Aim of the exercise: Which of the lines below include "guitar"? Each one should be copied out.

Supplied entries:
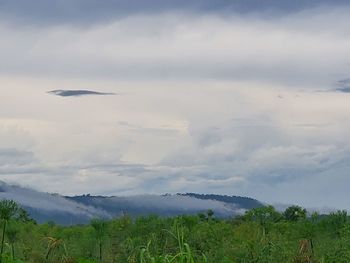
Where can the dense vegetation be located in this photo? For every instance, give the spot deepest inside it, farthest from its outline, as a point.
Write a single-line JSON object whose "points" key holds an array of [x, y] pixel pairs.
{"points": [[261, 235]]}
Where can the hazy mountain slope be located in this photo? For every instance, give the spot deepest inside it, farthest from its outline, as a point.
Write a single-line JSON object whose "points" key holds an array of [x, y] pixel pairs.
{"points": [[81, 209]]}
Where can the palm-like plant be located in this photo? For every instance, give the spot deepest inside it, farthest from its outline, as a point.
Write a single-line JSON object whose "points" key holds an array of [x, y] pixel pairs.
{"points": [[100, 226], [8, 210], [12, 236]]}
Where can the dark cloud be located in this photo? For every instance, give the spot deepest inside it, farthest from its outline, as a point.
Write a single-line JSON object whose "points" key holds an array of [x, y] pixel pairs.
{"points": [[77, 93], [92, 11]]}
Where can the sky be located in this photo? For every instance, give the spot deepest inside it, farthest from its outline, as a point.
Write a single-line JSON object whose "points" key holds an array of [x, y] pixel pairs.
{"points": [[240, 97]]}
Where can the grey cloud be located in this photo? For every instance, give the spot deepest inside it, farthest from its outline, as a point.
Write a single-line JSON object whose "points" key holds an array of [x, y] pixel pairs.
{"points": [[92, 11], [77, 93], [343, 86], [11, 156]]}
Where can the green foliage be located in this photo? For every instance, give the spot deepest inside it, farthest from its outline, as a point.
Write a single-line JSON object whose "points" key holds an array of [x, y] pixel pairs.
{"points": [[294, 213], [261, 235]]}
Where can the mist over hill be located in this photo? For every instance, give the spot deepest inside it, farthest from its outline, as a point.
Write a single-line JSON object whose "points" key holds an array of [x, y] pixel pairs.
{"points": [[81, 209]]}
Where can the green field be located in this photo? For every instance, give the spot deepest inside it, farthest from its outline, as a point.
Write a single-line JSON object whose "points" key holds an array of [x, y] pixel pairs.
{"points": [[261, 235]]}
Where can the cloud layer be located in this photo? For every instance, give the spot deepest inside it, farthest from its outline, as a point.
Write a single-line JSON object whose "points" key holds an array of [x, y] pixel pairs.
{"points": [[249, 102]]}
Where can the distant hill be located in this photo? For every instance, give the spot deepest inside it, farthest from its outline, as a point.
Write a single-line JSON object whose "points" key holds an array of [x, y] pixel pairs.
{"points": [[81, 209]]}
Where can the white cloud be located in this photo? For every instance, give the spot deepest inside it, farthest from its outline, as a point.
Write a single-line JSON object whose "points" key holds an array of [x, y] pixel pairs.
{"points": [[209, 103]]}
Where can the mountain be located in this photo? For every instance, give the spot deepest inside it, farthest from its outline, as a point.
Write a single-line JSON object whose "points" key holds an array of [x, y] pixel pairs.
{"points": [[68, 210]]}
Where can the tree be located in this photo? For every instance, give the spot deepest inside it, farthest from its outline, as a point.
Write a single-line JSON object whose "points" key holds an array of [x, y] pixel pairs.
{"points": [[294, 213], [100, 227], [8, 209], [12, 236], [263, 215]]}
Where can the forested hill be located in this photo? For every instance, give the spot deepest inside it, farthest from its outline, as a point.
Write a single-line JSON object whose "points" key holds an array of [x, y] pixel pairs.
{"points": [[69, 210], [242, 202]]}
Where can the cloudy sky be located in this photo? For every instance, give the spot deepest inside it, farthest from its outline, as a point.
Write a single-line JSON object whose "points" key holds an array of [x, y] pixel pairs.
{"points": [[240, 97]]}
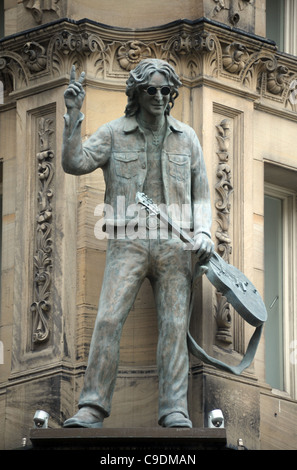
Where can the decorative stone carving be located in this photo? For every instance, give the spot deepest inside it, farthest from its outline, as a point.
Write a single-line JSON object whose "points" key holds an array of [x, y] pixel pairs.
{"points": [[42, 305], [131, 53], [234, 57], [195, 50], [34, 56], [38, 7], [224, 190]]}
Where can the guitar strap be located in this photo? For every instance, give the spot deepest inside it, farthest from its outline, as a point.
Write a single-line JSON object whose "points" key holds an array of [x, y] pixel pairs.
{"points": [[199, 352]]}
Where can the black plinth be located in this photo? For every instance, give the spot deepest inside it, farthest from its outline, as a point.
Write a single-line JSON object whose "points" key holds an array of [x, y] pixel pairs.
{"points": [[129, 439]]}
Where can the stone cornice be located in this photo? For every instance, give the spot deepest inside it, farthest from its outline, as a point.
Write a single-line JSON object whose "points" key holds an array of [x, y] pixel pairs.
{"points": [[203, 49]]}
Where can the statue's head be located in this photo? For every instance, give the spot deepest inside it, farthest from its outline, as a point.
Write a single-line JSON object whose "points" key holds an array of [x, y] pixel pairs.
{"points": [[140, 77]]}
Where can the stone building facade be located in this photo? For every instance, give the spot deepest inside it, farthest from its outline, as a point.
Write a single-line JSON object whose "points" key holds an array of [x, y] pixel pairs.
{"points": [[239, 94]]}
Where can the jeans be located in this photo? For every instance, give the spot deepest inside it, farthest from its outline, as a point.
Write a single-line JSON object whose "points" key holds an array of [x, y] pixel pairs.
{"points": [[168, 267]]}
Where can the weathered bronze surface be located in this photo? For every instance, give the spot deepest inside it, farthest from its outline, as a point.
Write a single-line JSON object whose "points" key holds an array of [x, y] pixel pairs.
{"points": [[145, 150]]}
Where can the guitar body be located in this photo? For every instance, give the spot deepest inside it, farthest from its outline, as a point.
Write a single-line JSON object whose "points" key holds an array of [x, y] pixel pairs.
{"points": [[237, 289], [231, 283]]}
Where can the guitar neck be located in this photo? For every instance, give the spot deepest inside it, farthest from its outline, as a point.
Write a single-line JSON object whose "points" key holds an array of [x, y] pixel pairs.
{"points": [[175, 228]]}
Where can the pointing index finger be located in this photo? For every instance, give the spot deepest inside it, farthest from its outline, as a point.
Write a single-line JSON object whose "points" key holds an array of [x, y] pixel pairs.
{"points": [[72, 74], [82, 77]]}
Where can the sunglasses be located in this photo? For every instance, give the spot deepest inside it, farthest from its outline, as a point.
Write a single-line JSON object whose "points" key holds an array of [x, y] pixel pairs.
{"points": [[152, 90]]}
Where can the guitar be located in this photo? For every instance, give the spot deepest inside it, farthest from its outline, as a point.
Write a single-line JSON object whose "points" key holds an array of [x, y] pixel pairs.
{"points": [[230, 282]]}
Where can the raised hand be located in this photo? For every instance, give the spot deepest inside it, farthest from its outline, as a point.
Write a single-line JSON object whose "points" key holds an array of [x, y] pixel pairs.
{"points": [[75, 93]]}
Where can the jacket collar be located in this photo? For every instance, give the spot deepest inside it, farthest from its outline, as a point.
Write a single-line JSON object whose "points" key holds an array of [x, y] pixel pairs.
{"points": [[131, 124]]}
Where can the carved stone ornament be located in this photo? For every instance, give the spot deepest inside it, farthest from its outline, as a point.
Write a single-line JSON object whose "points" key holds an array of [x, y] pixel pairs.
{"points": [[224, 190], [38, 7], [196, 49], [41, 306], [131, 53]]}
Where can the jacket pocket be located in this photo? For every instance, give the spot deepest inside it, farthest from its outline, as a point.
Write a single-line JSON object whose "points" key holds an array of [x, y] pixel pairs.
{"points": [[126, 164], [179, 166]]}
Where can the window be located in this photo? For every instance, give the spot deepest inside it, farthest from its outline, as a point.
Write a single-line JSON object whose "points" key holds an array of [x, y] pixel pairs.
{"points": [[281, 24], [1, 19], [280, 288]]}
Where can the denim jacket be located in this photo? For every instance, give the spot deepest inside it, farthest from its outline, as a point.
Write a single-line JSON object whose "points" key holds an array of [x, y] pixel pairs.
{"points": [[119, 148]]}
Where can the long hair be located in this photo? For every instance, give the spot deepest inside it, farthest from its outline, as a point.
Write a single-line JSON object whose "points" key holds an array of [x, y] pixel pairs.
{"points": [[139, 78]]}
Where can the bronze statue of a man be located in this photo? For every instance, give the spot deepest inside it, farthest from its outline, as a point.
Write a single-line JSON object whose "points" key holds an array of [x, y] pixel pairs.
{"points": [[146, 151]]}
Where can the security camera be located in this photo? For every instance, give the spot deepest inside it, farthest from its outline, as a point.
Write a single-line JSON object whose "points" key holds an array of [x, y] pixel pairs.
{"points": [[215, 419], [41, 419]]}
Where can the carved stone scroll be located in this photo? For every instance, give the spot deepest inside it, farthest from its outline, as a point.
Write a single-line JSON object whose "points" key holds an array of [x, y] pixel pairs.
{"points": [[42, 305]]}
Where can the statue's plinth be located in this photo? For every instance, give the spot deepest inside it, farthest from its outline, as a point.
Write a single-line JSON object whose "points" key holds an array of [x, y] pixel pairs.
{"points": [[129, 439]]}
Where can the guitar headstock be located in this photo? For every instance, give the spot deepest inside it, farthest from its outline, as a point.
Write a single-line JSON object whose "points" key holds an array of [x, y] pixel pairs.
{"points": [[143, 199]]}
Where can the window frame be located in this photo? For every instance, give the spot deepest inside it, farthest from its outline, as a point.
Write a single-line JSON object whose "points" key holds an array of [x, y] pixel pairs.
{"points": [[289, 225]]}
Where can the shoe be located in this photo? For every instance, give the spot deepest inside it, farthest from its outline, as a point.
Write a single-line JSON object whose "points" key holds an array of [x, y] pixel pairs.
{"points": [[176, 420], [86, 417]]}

Expected answer:
Where can the guitar strap be located in this photo? For every instance, give the spot deepest inside it, farthest from its outline, as a point.
Where can the guitar body be located in this photo? For every instance, give the spot deepest inside it, farthest from its outline, as a point.
Where can the guitar neck be located in this photo? For every instance, give the spot deepest inside it, farthest from its outline, as a point.
Where can the guitar be located in this photo? For every instance, give the spot deepest inside it, farthest from its outline, as a point.
Where can the guitar headstock be located in this photo? For every instance, give the spot deepest inside it, farthest from its outline, as a point.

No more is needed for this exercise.